Stored items from a collection

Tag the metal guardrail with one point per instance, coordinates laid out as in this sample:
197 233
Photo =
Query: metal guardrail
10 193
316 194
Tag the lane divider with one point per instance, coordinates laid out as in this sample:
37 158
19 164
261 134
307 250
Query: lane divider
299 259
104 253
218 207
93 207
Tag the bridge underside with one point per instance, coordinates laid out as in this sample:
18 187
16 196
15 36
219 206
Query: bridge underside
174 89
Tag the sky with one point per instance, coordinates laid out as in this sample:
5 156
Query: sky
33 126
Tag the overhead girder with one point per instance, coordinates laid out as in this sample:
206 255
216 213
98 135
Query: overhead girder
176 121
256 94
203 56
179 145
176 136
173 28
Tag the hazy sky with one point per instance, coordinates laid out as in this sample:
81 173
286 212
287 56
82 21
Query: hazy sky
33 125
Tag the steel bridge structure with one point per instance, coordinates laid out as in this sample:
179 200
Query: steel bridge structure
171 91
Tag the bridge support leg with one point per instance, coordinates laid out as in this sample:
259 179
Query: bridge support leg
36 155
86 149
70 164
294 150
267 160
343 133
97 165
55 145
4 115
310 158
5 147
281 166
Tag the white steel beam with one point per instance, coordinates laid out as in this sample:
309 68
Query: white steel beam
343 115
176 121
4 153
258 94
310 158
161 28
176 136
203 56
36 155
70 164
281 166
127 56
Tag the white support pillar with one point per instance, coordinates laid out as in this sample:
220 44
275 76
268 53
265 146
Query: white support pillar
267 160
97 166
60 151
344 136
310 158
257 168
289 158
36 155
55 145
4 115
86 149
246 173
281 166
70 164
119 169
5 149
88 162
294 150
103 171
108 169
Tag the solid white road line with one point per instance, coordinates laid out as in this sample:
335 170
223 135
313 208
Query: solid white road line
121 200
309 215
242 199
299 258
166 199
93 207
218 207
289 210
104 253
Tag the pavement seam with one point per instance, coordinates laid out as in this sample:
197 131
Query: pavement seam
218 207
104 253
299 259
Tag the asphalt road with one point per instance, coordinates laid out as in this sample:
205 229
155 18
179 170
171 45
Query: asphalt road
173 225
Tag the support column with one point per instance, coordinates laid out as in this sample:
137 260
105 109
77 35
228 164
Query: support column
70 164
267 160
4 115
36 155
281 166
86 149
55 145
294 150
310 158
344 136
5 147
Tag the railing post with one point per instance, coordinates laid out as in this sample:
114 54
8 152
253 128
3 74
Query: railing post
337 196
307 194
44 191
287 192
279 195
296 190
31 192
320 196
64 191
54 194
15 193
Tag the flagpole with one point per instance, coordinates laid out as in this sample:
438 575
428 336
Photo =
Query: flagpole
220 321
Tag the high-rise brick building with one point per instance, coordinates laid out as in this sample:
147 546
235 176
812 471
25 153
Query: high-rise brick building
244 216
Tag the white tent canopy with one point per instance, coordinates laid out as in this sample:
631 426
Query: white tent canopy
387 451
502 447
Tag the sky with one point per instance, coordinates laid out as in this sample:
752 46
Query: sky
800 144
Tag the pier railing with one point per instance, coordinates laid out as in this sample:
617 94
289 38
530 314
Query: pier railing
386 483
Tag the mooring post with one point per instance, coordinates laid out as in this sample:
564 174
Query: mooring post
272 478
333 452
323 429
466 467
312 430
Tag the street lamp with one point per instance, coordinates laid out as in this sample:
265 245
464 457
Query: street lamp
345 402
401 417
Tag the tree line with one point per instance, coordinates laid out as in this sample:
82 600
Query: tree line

### Exercise brief
Quote every entry exactly.

### Complete response
Tag the metal guardrail with one point per instance, coordinates laid out as in this sample:
197 233
Photo =
Query: metal guardrail
10 193
316 194
Tag the lane divider with one point per instance, coordinates laid out as in this sample:
37 158
19 164
261 134
307 250
Query: lane divider
299 259
104 253
218 207
93 207
Tag the bridge underside with one point per instance, coordinates laid out as in this sample:
18 187
16 196
15 36
219 206
Query: bridge underside
174 89
Tag the sky with one point per instance, coordinates laid out as in this sample:
5 156
Query: sky
33 126
Tag the overhead girder with one point per instance, coordinates laid out as in this sample:
206 255
216 213
98 135
Query: overhead girder
176 121
256 94
203 56
179 145
176 136
173 28
Tag the hazy sky with one point per instance, coordinates laid out as in this sample:
81 173
286 212
287 56
82 21
Query: hazy sky
33 125
Tag the steel bridge structure with one point per instance, coordinates laid out as in this sample:
179 200
Query: steel bridge structure
171 91
Tag the bridge support leg with one point per instance, coordinates laid out as in this sample:
259 179
Query: bridge support leg
36 155
86 149
70 164
294 150
267 160
343 133
97 165
55 145
4 115
310 158
5 147
281 166
Tag the white steel beam with one point per instance, coordinates laid out as in this sample:
309 68
Query: white steel beam
343 115
176 121
4 153
258 94
310 158
161 28
176 136
203 56
36 155
70 164
281 166
127 56
Tag the white support pillar with one point per instance, coordinates laid out as in this sample:
220 44
275 76
268 53
265 146
Query: white support pillar
267 160
97 166
60 151
344 136
310 158
257 168
289 158
36 155
55 145
4 115
86 149
246 173
281 166
70 164
119 169
5 149
88 162
294 150
103 171
108 169
Tag the solid white road line with one point per instance, coordinates laid out as in this sample:
335 170
223 135
313 208
Query: solid white road line
121 200
309 215
242 199
299 258
166 199
93 207
218 207
289 210
104 253
Tag the pavement seam with one point per instance, coordinates laid out as in this sample:
197 131
Query: pavement seam
218 207
104 253
299 259
Tag the asphalt road with one point per instance, coordinates laid out as in this sample:
205 229
155 18
179 170
171 45
Query: asphalt road
173 225
Tag the support column with one point per instance, coordinates laid out as in this sample:
137 260
105 109
77 35
228 164
Query: support column
70 164
267 160
4 115
36 155
281 166
86 149
55 145
294 150
310 158
344 136
5 147
Tag the railing post with one point per instance, coordinates laid out as in this sample:
114 54
8 152
253 128
3 74
Query: railing post
337 196
307 194
44 191
287 192
279 195
296 190
31 192
320 196
64 191
54 194
15 193
Tag the flagpole with one point per instance, coordinates laid out as in this sample:
438 575
428 336
Photo =
Query: flagpole
220 321
Tag the high-rise brick building with one point per instance, coordinates laid out as in this sample:
147 546
235 176
812 471
25 153
Query: high-rise brick building
244 216
Tag the white tent canopy with one point per instance, coordinates laid out as in this sample:
631 426
Query: white tent canopy
387 451
502 447
Tag the sky with one point per instance, coordinates laid out as in this sample:
752 46
Query: sky
800 144
Tag the pier railing with one point per instance, coordinates laid out as in this sample:
617 94
289 38
530 314
Query: pier railing
386 483
Tag the mooring post with one point per instance, coordinates laid out as in this sample:
564 174
Query: mooring post
272 478
333 452
323 429
466 467
312 430
Tag the street lamp with one point per instance, coordinates laid out as in this sample:
265 245
464 457
Query: street lamp
345 402
401 417
Tag the tree line with one point per instance, coordinates laid out as in this sample:
82 600
Query: tree line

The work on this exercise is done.